**Task statement**
All entries must be repeated exactly. No picture should appear in the result.

(Stored entries)
------------------------------------

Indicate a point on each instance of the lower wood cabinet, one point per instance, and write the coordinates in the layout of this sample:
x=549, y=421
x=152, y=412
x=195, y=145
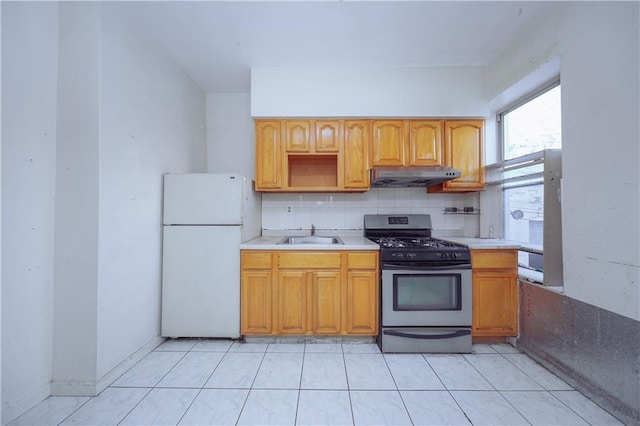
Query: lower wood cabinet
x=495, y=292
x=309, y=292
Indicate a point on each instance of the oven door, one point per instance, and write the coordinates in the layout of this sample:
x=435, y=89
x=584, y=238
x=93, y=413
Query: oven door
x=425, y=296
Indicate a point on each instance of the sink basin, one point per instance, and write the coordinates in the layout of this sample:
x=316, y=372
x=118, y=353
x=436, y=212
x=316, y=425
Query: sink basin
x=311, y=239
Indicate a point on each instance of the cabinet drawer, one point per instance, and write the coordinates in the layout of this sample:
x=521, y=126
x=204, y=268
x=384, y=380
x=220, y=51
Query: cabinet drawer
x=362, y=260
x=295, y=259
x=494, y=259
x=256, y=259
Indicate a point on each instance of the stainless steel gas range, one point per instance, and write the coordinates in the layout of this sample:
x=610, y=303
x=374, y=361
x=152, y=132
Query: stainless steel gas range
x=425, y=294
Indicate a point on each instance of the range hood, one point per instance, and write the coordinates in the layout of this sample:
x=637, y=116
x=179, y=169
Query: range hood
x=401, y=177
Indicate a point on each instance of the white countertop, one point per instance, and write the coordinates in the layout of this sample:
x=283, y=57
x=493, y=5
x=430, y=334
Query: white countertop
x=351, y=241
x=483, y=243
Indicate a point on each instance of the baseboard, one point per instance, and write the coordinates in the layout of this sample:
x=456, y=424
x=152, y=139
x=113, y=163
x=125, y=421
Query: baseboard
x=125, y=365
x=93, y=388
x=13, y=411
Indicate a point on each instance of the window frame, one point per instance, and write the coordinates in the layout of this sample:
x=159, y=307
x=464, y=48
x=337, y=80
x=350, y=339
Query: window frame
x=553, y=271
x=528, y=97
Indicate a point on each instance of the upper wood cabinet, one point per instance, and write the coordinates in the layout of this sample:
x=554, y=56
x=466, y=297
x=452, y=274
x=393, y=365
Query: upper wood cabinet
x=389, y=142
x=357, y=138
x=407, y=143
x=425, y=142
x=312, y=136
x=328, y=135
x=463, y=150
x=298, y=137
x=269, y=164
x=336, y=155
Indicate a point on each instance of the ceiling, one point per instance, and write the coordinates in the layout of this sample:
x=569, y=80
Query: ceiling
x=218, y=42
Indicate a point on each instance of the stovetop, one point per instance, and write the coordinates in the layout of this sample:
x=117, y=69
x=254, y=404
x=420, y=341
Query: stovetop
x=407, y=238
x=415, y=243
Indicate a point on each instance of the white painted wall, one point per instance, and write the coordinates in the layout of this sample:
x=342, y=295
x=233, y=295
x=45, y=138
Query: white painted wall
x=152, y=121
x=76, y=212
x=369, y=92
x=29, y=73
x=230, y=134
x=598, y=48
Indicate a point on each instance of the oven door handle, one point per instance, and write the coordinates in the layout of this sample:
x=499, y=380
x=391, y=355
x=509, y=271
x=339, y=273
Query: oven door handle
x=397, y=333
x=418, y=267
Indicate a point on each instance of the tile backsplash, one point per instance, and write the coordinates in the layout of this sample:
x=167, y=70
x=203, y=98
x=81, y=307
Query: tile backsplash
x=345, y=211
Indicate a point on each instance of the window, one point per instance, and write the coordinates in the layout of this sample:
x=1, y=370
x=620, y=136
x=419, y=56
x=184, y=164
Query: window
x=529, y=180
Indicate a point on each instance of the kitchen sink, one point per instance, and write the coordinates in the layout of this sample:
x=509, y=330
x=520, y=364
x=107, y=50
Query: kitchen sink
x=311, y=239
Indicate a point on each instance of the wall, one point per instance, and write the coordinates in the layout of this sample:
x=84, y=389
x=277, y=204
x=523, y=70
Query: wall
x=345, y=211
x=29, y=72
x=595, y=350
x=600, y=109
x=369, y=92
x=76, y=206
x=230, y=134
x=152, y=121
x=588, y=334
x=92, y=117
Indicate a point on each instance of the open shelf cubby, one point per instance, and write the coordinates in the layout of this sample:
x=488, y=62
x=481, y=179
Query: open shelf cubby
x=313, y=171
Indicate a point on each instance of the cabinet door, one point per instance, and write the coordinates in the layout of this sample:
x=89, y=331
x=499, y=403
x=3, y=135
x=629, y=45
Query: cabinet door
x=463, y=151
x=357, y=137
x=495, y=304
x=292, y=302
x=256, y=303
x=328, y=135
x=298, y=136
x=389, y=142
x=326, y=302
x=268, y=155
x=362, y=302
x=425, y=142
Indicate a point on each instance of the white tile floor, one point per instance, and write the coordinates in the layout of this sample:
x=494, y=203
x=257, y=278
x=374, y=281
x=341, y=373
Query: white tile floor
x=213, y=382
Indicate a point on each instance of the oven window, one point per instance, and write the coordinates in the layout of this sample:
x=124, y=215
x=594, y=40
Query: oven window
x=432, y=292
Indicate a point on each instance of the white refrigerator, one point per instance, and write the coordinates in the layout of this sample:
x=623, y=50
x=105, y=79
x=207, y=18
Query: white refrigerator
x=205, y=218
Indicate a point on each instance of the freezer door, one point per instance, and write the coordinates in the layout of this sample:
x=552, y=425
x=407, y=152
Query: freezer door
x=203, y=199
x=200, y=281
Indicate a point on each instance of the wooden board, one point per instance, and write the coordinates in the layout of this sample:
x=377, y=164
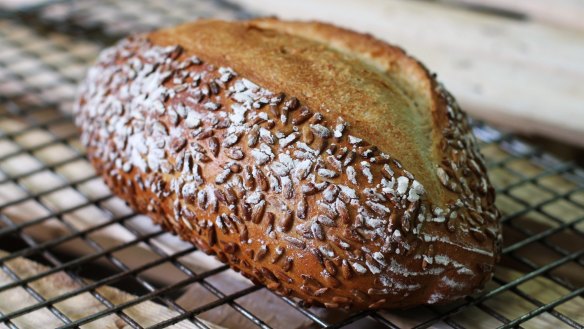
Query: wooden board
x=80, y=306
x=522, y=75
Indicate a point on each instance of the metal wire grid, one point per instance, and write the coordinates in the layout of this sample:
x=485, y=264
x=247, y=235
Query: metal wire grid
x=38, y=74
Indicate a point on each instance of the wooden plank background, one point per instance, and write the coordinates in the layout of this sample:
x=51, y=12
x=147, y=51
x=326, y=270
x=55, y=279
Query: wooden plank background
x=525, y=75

------------------------------------

**Task output**
Indicate a point on each instance of the lower wood cabinet, one point per instance, and write the coordinates in the layout of this sample:
x=549, y=421
x=152, y=412
x=195, y=145
Query: lower wood cabinet
x=495, y=292
x=309, y=292
Indicate a point on each instance of the oven door, one point per instance, and write the coordinates in the layout of this sample:
x=435, y=89
x=584, y=238
x=93, y=413
Query: oven door
x=425, y=296
Indicate a point on each instance of the sink basin, one point per instance, and write the coordinates in the layout of this sample:
x=316, y=372
x=118, y=353
x=436, y=212
x=316, y=425
Query: sink basin
x=311, y=239
Indicate a point on each instance of the cabinet drawer, one point per instance, and write the coordinates in the layout of this sample:
x=521, y=126
x=204, y=268
x=384, y=380
x=220, y=51
Query: cabinet drawer
x=362, y=260
x=295, y=259
x=494, y=259
x=256, y=259
Indicate a point on each instance of the stainless steel gas range, one point per instance, and write the coordinates in the layout of this sample:
x=610, y=303
x=374, y=361
x=152, y=132
Query: stainless steel gas range
x=425, y=294
Indicate a point on each instance of the range hood, one point per instance, and write the coordinates in the layout of this sample:
x=637, y=116
x=179, y=169
Query: range hood
x=401, y=177
Indicate a point on each instance of the white countertop, one point per instance, and write the coordinates in the layout of this sample:
x=283, y=57
x=493, y=5
x=430, y=334
Query: white countertop
x=351, y=241
x=483, y=243
Indicate a point on each instance of the baseboard, one point per instance, and write the coordinates in the layout of this sample:
x=456, y=424
x=152, y=139
x=113, y=163
x=125, y=421
Query: baseboard
x=125, y=365
x=93, y=388
x=13, y=411
Indicate a point on each instance of the window frame, one point per instance, and write the coordinates in the layout of this sample:
x=159, y=307
x=464, y=48
x=337, y=80
x=350, y=339
Query: window frame
x=553, y=271
x=528, y=97
Indicate a point on each instance of the upper wood cabinet, one point per instance, and write the coordinates in the layout of this sample:
x=554, y=56
x=466, y=297
x=452, y=274
x=393, y=365
Query: upper wood cabinet
x=389, y=142
x=357, y=138
x=407, y=143
x=425, y=142
x=312, y=136
x=328, y=135
x=463, y=150
x=298, y=137
x=269, y=164
x=336, y=155
Indicate a point on each instance of the ceiling, one point per instance, and write the coordinates in the layout of this sample:
x=569, y=80
Query: ceiling
x=218, y=42
Indicate a point on each instance of the stovetop, one point per instance, and write the coordinates in the layout of this sample:
x=117, y=69
x=254, y=404
x=420, y=341
Query: stovetop
x=407, y=238
x=415, y=243
Indicate a point on each instance of the white painted wall, one point per instance, and write the coordinates in the layout of this sample:
x=342, y=295
x=233, y=295
x=45, y=138
Query: white painted wall
x=152, y=121
x=76, y=212
x=369, y=92
x=29, y=73
x=230, y=134
x=598, y=48
Indicate a point on each instance of the oven door handle, one point per instance, and write the coordinates in the layout of this sample:
x=499, y=380
x=391, y=355
x=509, y=271
x=339, y=273
Query: oven door handle
x=397, y=333
x=418, y=267
Indicate a point on each instance of the tile backsplash, one point per instance, and write the coordinates in the layout of this sample:
x=167, y=70
x=203, y=98
x=81, y=307
Query: tile backsplash
x=345, y=211
Indicate a point on each instance of the window, one point per instance, and write the coordinates in the layout of this sample:
x=1, y=370
x=620, y=136
x=419, y=56
x=184, y=164
Query: window
x=529, y=180
Indicate a point on each instance of the kitchen sink, one point per instance, and write the coordinates in the layout of this sample:
x=509, y=330
x=520, y=364
x=107, y=50
Query: kitchen sink
x=311, y=239
Indicate a point on each instance of the wall, one point per instance, and write the coordinates in the layout of this sample:
x=84, y=389
x=277, y=204
x=523, y=70
Query: wall
x=345, y=211
x=29, y=72
x=595, y=350
x=600, y=109
x=369, y=92
x=76, y=206
x=230, y=134
x=152, y=121
x=588, y=334
x=92, y=117
Indicate a point on each instance of the open shelf cubby, one point per instance, and write the coordinates in the layout of this sample:
x=488, y=62
x=481, y=179
Query: open shelf cubby
x=313, y=171
Indicate a point on each instance of the cabinet door, one point per instance, and write the coordinates in the layout of this sample:
x=89, y=331
x=499, y=403
x=3, y=135
x=629, y=45
Query: cabinet door
x=463, y=151
x=357, y=137
x=495, y=304
x=292, y=302
x=256, y=303
x=328, y=135
x=298, y=136
x=389, y=142
x=326, y=302
x=268, y=155
x=362, y=302
x=425, y=142
Indicate a point on each instance of the white tile floor, one point per instance, and write the coordinates in the layout of this sample:
x=494, y=203
x=257, y=278
x=374, y=281
x=341, y=373
Query: white tile floor
x=213, y=382
Indicate a point on each instance of the oven window, one point per instance, and write the coordinates in the layout of this sample:
x=124, y=215
x=594, y=40
Query: oven window
x=432, y=292
Indicate a point on each instance of the white refrigerator, one point per instance, and write the coordinates in the layout of this sample:
x=623, y=50
x=105, y=79
x=207, y=18
Query: white refrigerator
x=205, y=218
Indicate a point on each instance of the freezer door, one point per instance, and write the coordinates in the layout of this sample:
x=552, y=425
x=407, y=152
Query: freezer door
x=203, y=199
x=200, y=281
Indicate a point on each instance of the wooden board, one point per instance, and write the coordinates in the layout of this sample:
x=377, y=164
Query: wooden board
x=80, y=306
x=522, y=75
Indicate a point on each instance of the metal wire grid, one point per instance, and write the coordinates in the layout of this sample:
x=485, y=264
x=247, y=235
Query: metal wire grid
x=38, y=74
Indicate a point on each instance of the wooden plank background, one point per instance, and write the coordinates in the layout of this sample:
x=51, y=12
x=147, y=51
x=326, y=270
x=55, y=279
Query: wooden plank background
x=525, y=75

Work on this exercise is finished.